*** Reading text ***
For San Fernando High Students, Future May Be in Front of Class
Ismael Jimenez had two choices: Stay on a team of UCLA scientists searching for a cure for Alzheimer’s disease or return to his old high school as a science teacher.
Diane Hernandez, Julie Padilla and many other alumni also had career options, but they all chose to join the faculty at their alma mater, San Fernando High in Pacoima, the Los Angeles Unified School District’s second-oldest high school, where nearly 18% of the students who enroll as freshmen leave before graduation.
While the district does not keep track of how many students return to their old high schools as teachers, San Fernando High educators take notice.
About 10% of the 220 faculty members are alumni, and the 4,500-student school hopes to see the percentage grow, said Maria Reza, a former San Fernando High School principal who is now an L.A. Unified administrator.
“Our kids need more role models,” Reza said. “They need somebody they can look up to.”
San Fernando High alumni teachers could offer plenty of excuses not to come back: better jobs and higher pay in tonier parts of the city. But they cannot forget their strong ties to their alma mater.
Their bond with students is more cultural than geographical, they say.
“We have brown faces, just like they do. They look at us and feel more connected,” said Padilla, class of 1987, a bilingual teacher at a school that is 98% Latino. “I feel we can make a difference by coming back.
“Here is where I want to work in the long term,” said Padilla, 31. “I’m happy here in San Fernando.”
Padilla; Jimenez; Angel Ortiz, a computer science teacher; and Priscilla Hernandez, an English teacher, are among those who still live in the old neighborhood. They recall sitting in the same classroom chairs and going home to an environment similar to that encountered by today’s students: busy, blue-collar parents and after-school jobs.
And just like many of their students, most alumni teachers are bilingual. They understand, for instance, that a student sitting alone in the back of a class might not be shy--the student might be unable to speak English.
Diane Hernandez, class of 1970 and a social studies teacher and dropout prevention coordinator, said she understands the pressures that cause many students to consider leaving school. Every year she gets a list of about 800 students who want to quit. Sometimes she is able to persuade them to work toward a high school equivalency, sometimes she can’t.
When Hernandez, 48, was a student, she remembers classmates talking about the need to work part time to help support their families. Soon the students’ jobs became full time and they began dropping classes and then left school altogether.
“Yes, we have students who go on to Harvard, MIT and Yale,” Hernandez said. “But the majority don’t. Nothing much has changed. I see the same problems as when I was in high school--students who do not think they are college material.
“They just need a little push, somebody that can tell them, ‘You can,’ ” she said.
Ortiz, class of 1987, said he pushes his students by assigning additional homework and making the class atmosphere less fun and more challenging.
“They must think I am a jerk, but later on they will appreciate what I am doing,” said Ortiz, 32. “When I went to Berkeley, I was just surviving classes. I was getting A’s and Bs here, but the reality was, I did not have the foundation to take higher education courses.”
Jimenez, class of 1993, a science teacher, hopes his students will see reflections of themselves when he talks about earning his college degree in molecular cell biology and becoming a UCLA senior research associate. His high school teachers helped him believe he could fulfill his dreams, he said.
*** Material shown ***
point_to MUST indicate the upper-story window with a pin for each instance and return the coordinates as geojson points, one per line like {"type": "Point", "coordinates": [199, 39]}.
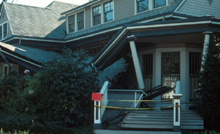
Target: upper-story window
{"type": "Point", "coordinates": [144, 5]}
{"type": "Point", "coordinates": [159, 3]}
{"type": "Point", "coordinates": [71, 23]}
{"type": "Point", "coordinates": [104, 12]}
{"type": "Point", "coordinates": [3, 30]}
{"type": "Point", "coordinates": [96, 13]}
{"type": "Point", "coordinates": [80, 20]}
{"type": "Point", "coordinates": [108, 10]}
{"type": "Point", "coordinates": [75, 22]}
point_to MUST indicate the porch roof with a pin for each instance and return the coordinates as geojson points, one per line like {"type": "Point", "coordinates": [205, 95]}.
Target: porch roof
{"type": "Point", "coordinates": [113, 50]}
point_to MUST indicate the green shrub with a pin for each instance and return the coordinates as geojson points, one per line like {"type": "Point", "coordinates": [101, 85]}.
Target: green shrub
{"type": "Point", "coordinates": [60, 94]}
{"type": "Point", "coordinates": [208, 104]}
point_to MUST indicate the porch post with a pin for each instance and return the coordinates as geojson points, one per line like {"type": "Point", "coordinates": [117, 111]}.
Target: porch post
{"type": "Point", "coordinates": [205, 47]}
{"type": "Point", "coordinates": [176, 108]}
{"type": "Point", "coordinates": [136, 62]}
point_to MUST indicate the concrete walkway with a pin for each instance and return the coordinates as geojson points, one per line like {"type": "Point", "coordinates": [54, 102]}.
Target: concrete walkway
{"type": "Point", "coordinates": [133, 132]}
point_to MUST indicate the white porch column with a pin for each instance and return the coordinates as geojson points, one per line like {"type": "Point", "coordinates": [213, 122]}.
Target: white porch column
{"type": "Point", "coordinates": [205, 47]}
{"type": "Point", "coordinates": [136, 62]}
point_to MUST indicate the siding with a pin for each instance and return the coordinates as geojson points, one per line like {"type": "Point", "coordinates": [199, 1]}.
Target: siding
{"type": "Point", "coordinates": [87, 17]}
{"type": "Point", "coordinates": [200, 8]}
{"type": "Point", "coordinates": [123, 9]}
{"type": "Point", "coordinates": [3, 19]}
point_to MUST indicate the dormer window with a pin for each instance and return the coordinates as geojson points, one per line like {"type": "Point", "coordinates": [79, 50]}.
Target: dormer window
{"type": "Point", "coordinates": [159, 3]}
{"type": "Point", "coordinates": [80, 20]}
{"type": "Point", "coordinates": [96, 13]}
{"type": "Point", "coordinates": [103, 12]}
{"type": "Point", "coordinates": [75, 22]}
{"type": "Point", "coordinates": [71, 23]}
{"type": "Point", "coordinates": [3, 30]}
{"type": "Point", "coordinates": [144, 5]}
{"type": "Point", "coordinates": [108, 10]}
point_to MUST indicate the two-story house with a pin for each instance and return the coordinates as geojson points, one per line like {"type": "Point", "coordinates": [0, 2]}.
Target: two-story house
{"type": "Point", "coordinates": [145, 42]}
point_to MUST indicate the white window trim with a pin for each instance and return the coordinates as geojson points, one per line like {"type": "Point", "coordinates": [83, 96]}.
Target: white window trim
{"type": "Point", "coordinates": [76, 23]}
{"type": "Point", "coordinates": [151, 7]}
{"type": "Point", "coordinates": [3, 30]}
{"type": "Point", "coordinates": [102, 12]}
{"type": "Point", "coordinates": [3, 69]}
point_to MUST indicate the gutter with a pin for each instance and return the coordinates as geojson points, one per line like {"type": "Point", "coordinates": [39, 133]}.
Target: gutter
{"type": "Point", "coordinates": [179, 5]}
{"type": "Point", "coordinates": [126, 29]}
{"type": "Point", "coordinates": [21, 58]}
{"type": "Point", "coordinates": [69, 12]}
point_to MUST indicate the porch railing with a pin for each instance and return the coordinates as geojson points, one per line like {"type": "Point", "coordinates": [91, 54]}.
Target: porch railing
{"type": "Point", "coordinates": [99, 111]}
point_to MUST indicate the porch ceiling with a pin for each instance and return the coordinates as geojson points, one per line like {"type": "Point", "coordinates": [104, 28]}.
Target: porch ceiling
{"type": "Point", "coordinates": [192, 38]}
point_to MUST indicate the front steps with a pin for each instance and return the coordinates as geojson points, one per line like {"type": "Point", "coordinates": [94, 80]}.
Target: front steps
{"type": "Point", "coordinates": [161, 120]}
{"type": "Point", "coordinates": [133, 132]}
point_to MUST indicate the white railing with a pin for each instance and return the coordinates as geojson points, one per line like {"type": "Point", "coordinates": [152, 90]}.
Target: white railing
{"type": "Point", "coordinates": [99, 111]}
{"type": "Point", "coordinates": [136, 102]}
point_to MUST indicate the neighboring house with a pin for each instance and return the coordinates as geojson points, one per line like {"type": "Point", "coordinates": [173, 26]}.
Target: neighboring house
{"type": "Point", "coordinates": [168, 35]}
***
What is needed: Reproduce word for word the part of the article on San Fernando High's alumni teachers that begins at the words containing "About 10% of" and stops after "by coming back.". The items play no part in this exercise.

Answer space:
About 10% of the 220 faculty members are alumni, and the 4,500-student school hopes to see the percentage grow, said Maria Reza, a former San Fernando High School principal who is now an L.A. Unified administrator.
“Our kids need more role models,” Reza said. “They need somebody they can look up to.”
San Fernando High alumni teachers could offer plenty of excuses not to come back: better jobs and higher pay in tonier parts of the city. But they cannot forget their strong ties to their alma mater.
Their bond with students is more cultural than geographical, they say.
“We have brown faces, just like they do. They look at us and feel more connected,” said Padilla, class of 1987, a bilingual teacher at a school that is 98% Latino. “I feel we can make a difference by coming back.